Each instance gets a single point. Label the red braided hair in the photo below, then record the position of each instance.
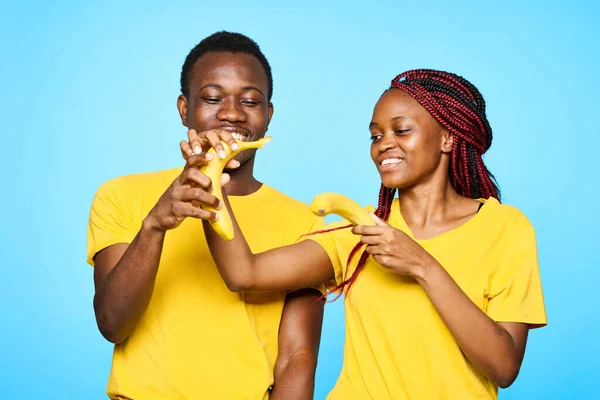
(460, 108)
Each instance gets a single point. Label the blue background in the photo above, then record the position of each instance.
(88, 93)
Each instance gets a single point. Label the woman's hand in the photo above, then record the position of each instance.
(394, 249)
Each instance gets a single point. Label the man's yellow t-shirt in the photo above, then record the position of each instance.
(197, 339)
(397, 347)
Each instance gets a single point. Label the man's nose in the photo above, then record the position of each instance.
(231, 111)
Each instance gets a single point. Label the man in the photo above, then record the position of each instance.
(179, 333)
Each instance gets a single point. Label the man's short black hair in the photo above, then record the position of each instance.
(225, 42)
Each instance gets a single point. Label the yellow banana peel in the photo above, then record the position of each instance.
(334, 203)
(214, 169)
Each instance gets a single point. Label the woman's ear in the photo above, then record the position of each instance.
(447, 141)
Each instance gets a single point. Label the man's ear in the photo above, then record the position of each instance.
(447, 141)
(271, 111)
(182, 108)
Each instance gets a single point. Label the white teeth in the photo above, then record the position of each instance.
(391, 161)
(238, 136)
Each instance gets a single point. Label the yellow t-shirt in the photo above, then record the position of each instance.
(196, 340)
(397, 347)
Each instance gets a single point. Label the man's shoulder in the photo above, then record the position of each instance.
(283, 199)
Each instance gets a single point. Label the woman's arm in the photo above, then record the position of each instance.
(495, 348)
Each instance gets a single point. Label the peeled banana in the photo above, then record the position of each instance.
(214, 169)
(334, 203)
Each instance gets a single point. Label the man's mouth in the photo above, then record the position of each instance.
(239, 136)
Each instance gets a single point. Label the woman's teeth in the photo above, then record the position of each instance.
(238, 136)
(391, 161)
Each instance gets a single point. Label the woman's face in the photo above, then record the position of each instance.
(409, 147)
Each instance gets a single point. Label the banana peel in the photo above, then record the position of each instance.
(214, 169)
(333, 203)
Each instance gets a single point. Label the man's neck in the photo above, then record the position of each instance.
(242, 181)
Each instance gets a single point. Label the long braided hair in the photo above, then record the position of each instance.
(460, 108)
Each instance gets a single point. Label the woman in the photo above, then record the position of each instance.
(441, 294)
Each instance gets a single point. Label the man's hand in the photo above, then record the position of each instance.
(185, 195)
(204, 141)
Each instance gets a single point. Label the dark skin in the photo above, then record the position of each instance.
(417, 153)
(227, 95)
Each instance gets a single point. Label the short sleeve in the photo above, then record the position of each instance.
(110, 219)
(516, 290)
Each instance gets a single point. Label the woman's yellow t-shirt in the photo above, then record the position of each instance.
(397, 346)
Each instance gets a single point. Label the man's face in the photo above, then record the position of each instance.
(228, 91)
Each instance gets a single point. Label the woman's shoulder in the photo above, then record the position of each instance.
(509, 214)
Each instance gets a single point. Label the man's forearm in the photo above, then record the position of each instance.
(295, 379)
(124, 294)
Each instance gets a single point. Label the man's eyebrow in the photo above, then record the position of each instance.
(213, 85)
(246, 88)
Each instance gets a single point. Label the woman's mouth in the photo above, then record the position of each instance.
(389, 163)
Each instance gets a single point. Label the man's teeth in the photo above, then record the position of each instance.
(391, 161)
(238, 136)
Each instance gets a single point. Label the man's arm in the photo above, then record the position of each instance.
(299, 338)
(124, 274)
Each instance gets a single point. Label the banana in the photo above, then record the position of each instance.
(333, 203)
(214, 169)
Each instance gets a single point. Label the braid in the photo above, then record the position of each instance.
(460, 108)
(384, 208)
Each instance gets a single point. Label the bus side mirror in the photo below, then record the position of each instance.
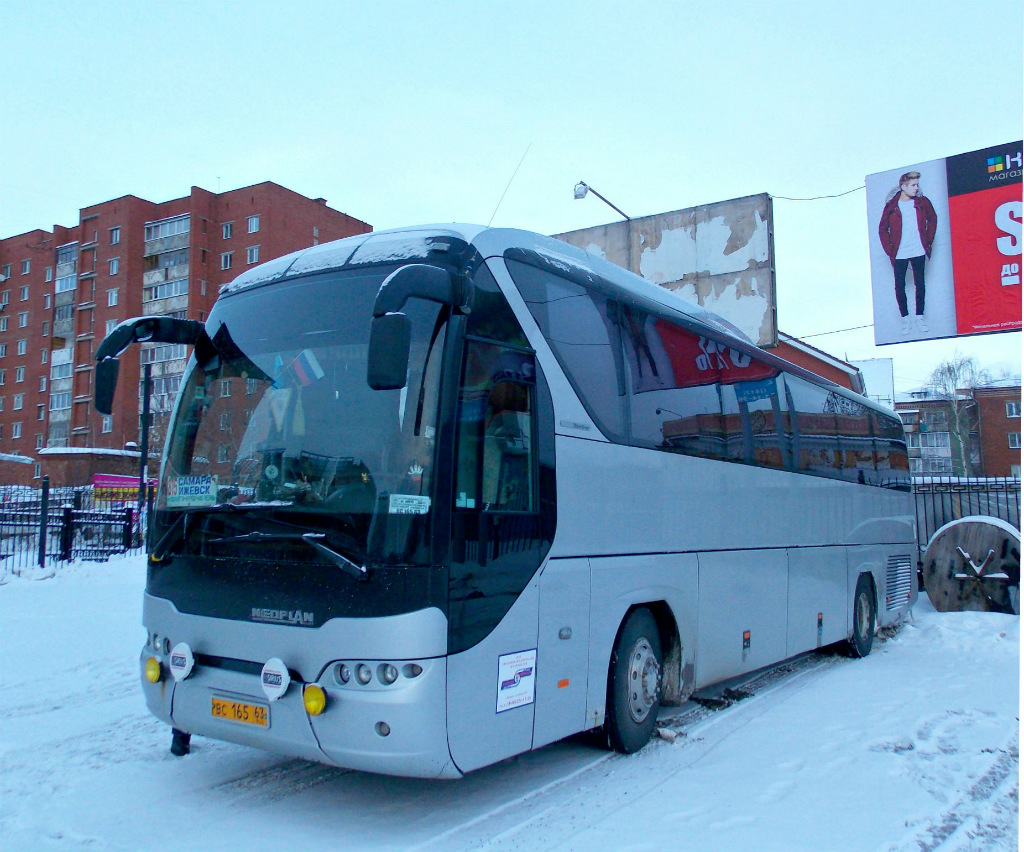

...

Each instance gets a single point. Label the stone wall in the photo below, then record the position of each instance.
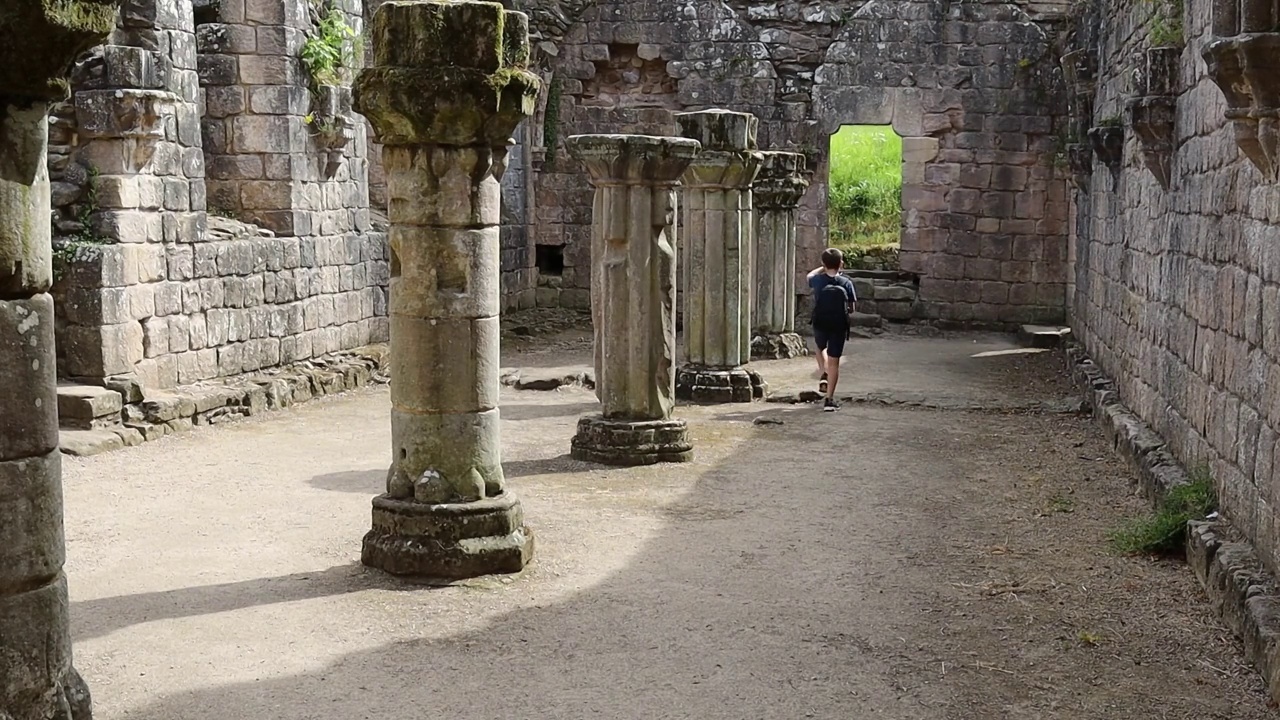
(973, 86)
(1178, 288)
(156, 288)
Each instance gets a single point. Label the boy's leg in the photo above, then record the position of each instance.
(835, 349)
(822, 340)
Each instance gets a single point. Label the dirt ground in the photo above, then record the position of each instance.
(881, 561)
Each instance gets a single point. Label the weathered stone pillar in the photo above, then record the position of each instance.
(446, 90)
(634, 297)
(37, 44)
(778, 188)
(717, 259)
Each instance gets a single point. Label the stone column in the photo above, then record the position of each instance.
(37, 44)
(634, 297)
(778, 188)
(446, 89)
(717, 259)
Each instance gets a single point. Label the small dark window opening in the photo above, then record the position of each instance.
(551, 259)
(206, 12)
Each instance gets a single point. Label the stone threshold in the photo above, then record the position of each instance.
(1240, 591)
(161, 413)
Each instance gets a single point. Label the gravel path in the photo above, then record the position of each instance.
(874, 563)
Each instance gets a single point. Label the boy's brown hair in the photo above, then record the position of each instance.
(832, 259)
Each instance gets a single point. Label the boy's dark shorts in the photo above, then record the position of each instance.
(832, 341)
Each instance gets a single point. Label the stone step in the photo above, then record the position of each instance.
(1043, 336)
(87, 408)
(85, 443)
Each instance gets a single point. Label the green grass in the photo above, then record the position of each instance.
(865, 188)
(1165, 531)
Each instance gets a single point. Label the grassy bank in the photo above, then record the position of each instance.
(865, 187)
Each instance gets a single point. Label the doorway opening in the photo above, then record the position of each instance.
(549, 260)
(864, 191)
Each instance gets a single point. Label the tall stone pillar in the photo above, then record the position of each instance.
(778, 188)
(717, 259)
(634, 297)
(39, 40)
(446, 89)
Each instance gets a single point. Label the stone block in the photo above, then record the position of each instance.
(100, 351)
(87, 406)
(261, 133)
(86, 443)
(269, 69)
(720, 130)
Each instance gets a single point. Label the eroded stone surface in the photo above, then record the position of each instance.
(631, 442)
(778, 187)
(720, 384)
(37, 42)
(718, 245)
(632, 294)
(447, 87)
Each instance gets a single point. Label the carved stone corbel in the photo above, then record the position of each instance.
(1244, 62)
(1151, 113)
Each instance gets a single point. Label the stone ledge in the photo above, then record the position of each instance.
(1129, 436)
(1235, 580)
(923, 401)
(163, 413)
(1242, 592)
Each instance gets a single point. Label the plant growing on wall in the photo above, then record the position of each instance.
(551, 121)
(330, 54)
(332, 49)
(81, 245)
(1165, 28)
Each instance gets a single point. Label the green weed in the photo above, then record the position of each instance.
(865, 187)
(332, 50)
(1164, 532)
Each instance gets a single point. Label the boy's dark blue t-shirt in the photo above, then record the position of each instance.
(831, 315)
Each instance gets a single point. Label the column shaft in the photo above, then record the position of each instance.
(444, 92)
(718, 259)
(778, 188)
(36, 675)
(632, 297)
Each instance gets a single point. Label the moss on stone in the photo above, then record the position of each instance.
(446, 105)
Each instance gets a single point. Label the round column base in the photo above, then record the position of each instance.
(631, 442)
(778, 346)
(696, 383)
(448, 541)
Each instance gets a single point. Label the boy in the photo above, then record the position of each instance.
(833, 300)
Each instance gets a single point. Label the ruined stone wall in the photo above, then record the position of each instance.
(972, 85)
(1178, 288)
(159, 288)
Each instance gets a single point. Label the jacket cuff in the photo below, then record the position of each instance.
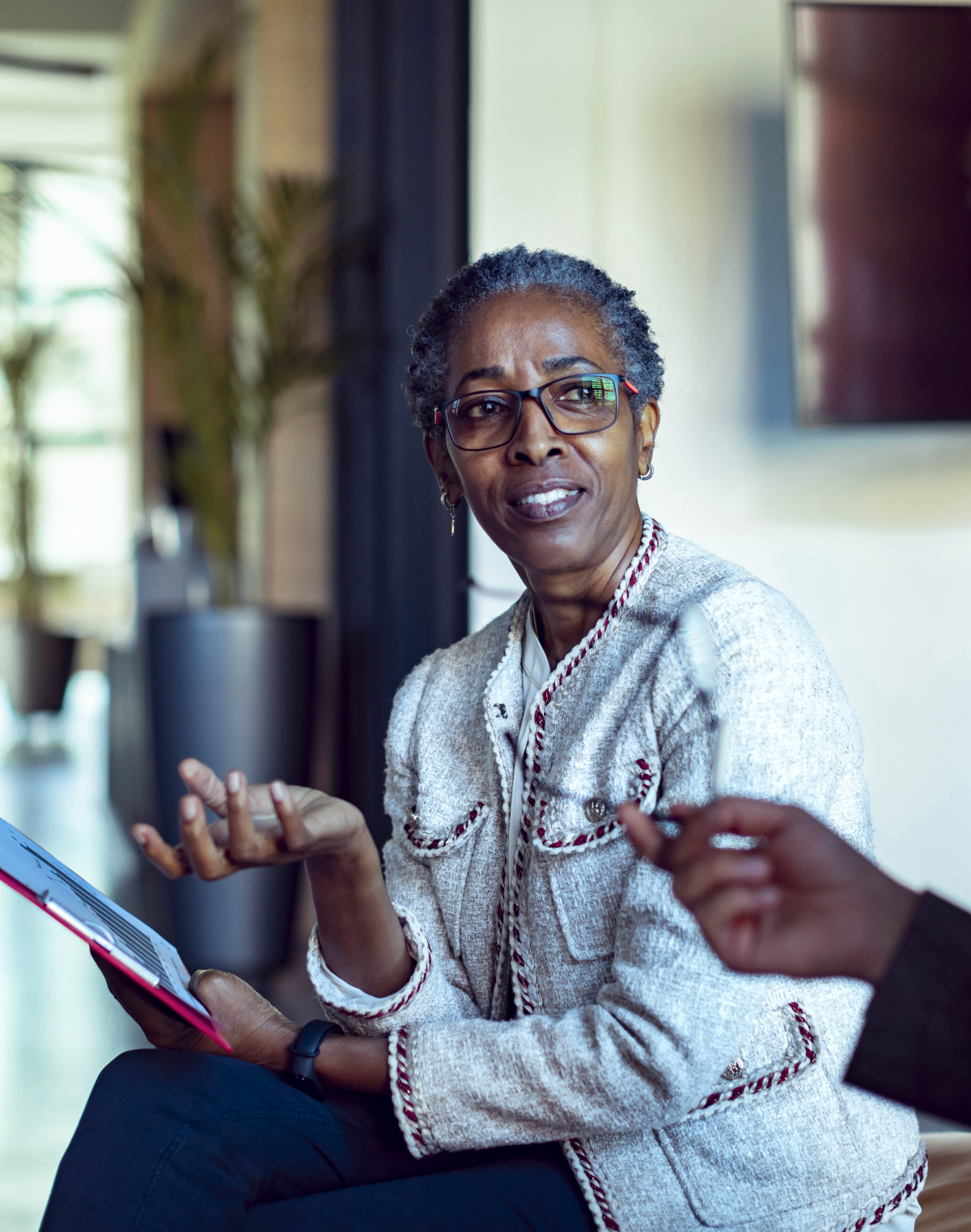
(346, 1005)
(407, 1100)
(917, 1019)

==

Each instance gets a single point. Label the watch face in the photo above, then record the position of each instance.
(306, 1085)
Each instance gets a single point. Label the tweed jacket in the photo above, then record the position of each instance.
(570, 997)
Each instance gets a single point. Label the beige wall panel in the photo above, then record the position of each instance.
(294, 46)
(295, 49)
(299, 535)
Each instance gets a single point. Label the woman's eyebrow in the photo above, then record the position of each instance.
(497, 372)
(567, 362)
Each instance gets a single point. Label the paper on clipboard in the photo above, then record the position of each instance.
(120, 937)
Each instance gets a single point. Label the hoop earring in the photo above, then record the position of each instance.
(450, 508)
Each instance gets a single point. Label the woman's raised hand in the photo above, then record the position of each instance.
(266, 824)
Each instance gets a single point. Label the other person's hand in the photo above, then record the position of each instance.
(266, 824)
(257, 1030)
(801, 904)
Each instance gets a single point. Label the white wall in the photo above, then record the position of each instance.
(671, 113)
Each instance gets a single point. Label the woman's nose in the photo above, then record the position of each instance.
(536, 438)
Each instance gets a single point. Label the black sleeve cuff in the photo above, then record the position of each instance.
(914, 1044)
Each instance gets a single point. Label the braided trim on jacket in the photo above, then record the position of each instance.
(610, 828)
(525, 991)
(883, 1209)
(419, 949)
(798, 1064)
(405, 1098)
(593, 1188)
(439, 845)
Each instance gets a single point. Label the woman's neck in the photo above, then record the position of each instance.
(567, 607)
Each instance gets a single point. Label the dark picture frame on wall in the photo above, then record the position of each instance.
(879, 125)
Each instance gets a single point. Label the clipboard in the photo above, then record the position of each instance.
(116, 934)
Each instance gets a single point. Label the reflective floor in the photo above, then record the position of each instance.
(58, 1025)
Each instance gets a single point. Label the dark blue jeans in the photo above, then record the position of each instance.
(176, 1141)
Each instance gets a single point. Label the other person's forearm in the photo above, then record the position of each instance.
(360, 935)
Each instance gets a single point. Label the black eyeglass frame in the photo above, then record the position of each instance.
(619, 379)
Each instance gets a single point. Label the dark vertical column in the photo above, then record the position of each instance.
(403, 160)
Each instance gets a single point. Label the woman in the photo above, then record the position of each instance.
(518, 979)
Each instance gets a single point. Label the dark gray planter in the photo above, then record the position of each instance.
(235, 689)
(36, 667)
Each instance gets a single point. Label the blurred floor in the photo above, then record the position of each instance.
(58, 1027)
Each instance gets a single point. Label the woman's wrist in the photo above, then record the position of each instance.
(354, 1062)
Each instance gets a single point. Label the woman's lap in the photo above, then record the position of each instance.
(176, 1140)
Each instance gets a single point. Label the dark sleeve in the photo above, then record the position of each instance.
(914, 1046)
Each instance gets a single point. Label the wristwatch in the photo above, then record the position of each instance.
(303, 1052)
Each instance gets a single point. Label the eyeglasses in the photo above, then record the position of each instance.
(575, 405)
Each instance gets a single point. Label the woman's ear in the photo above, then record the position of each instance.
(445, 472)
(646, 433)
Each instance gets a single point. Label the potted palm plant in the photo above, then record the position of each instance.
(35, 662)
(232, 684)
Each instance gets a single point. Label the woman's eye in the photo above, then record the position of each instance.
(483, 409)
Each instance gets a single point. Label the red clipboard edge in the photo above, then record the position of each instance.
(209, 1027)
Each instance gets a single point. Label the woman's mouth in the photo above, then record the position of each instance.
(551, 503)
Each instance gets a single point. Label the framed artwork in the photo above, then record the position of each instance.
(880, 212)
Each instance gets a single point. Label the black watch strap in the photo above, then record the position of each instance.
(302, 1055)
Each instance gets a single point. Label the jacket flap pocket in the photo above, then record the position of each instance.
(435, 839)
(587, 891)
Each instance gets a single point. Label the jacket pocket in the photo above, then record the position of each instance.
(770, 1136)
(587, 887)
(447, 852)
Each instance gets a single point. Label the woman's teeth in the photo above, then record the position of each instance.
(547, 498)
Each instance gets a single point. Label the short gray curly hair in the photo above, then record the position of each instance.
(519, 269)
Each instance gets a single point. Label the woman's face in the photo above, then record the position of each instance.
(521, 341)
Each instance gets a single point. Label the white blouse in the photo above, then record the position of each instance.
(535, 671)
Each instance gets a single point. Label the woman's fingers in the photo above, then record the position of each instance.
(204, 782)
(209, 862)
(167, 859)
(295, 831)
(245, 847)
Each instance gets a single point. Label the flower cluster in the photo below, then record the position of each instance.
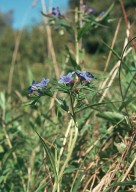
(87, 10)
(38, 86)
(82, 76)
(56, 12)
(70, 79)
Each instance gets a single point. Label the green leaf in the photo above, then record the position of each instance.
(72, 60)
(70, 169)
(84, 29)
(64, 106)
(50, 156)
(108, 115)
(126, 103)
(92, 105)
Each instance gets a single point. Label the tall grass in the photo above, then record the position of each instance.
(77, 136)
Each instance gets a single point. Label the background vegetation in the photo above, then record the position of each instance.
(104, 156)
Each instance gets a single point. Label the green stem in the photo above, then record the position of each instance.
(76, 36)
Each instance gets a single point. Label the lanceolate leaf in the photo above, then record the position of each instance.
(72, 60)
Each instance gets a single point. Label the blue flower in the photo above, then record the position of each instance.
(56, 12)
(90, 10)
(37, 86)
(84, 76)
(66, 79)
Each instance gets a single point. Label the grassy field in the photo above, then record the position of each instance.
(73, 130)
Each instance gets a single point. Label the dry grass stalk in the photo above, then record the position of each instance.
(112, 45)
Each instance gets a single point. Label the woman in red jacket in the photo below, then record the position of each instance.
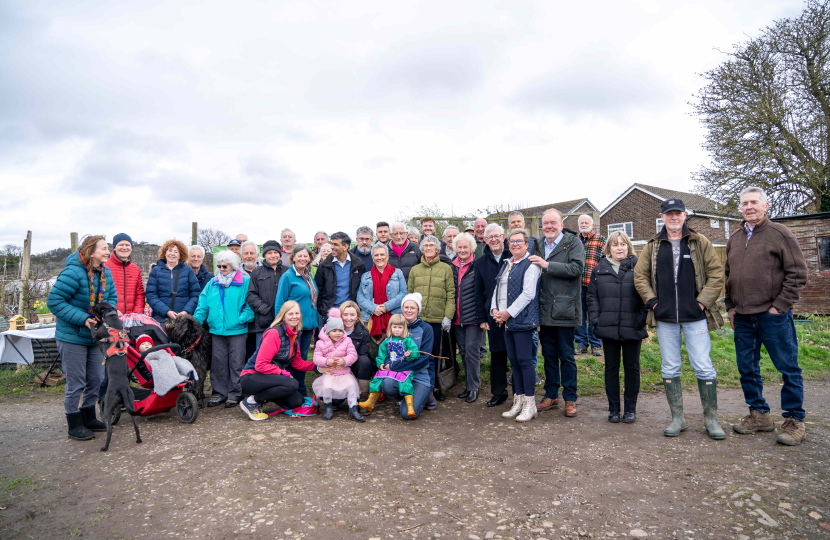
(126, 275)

- _STATED GOAL_:
Put the part of the listing above that opens with the line containing "Each instance gets a single point. Label the stone ledge" and closes with the line containing "(917, 1019)" into a JSON list of strings, one per line with both end lines included and blank lines omitted. Leave the pictures out.

- _THE OUTPUT_:
[
  "Each instance gets a single point. Label the stone ledge in the photo above, then record the position of each instance.",
  "(1129, 436)",
  "(1235, 580)",
  "(923, 401)",
  "(163, 413)",
  "(1242, 592)",
  "Each instance gets a single point. Label the plant growing on wall in the photo above, then record the position of each instance.",
  "(551, 121)",
  "(330, 54)",
  "(332, 49)",
  "(81, 245)",
  "(1165, 28)",
  "Each instance gets a single point. Label the green weed in the photo above, then record the position of each instance.",
  "(865, 187)",
  "(332, 50)",
  "(1164, 532)",
  "Each instance gets a single point. Label the boy's dark blue t-shirt in the photo above, then record the position of each instance.",
  "(831, 315)",
  "Each instance gets a single point. Label the column shaft in the photo above, then record the position of each instance.",
  "(444, 92)",
  "(718, 259)",
  "(778, 188)",
  "(36, 675)",
  "(632, 297)",
  "Each instance gets a single point. Label the moss on stone in the photo above, then record the position of each instance.",
  "(446, 105)",
  "Each instance gets a single point. Label the round column base in the photo above, then record the position of each instance.",
  "(631, 442)",
  "(778, 346)",
  "(696, 383)",
  "(448, 541)",
  "Each instance gets a single point. Label the boy in the photo above, then record the position of each instance.",
  "(833, 300)",
  "Each instance gets a single point. Label the ruined stone wall in the photo above, then record the position of each instance.",
  "(972, 85)",
  "(1178, 288)",
  "(159, 288)",
  "Each instance gets a single point. Label the jacket cuff in the photo below, then record the position of each instance.",
  "(346, 1005)",
  "(407, 1100)",
  "(917, 1019)"
]